Given problem
Show every line of the material below that contains the word "tile". Case counts.
--- Begin Exercise data ---
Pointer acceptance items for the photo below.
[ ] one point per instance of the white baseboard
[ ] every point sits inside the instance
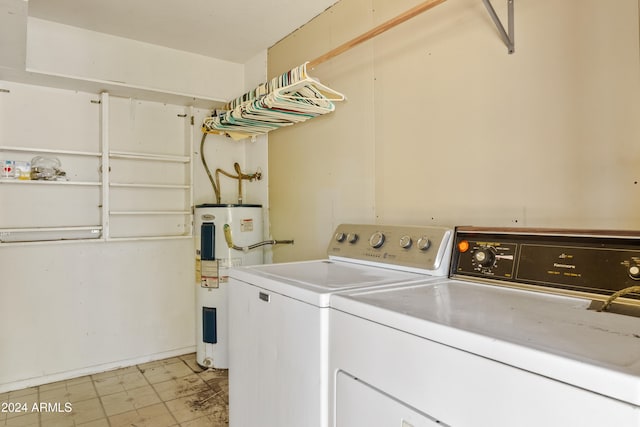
(67, 375)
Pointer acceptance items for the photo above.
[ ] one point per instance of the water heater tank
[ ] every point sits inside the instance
(213, 260)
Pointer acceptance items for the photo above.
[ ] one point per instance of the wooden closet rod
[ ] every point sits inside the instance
(423, 7)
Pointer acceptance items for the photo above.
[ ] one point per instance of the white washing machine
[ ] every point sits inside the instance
(214, 257)
(512, 339)
(278, 317)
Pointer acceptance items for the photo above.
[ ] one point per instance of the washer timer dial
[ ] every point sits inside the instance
(376, 240)
(485, 257)
(406, 242)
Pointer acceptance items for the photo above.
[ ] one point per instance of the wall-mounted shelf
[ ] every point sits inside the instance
(148, 156)
(50, 151)
(43, 78)
(150, 213)
(136, 186)
(158, 186)
(54, 183)
(35, 234)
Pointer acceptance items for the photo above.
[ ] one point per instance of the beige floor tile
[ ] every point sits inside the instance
(155, 363)
(19, 406)
(207, 421)
(115, 384)
(80, 412)
(150, 416)
(70, 392)
(192, 363)
(115, 372)
(196, 406)
(214, 374)
(129, 400)
(181, 387)
(167, 372)
(24, 420)
(23, 392)
(103, 422)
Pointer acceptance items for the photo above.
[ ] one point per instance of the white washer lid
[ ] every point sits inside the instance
(314, 281)
(554, 336)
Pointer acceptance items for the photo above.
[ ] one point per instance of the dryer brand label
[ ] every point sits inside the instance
(246, 225)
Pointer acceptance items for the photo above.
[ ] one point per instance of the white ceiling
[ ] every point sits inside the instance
(233, 30)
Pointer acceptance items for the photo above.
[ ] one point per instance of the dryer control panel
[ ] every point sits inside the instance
(596, 262)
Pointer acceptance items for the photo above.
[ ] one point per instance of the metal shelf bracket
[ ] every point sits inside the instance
(507, 37)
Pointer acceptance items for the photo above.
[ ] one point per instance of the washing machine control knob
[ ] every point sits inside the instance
(485, 257)
(424, 243)
(406, 242)
(376, 240)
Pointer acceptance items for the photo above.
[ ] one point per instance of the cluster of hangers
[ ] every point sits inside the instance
(292, 97)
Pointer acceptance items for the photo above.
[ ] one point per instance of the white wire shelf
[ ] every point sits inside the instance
(186, 212)
(48, 234)
(159, 186)
(43, 182)
(146, 156)
(50, 151)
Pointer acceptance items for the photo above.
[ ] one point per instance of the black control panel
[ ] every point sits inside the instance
(601, 262)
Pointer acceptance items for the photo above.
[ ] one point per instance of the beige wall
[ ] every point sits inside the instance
(442, 126)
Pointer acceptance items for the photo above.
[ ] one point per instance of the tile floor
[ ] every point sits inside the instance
(165, 393)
--- End Exercise data ---
Worked solution
[ ] one point per instance of the beige floor tile
[ ] one point per instance of the tile floor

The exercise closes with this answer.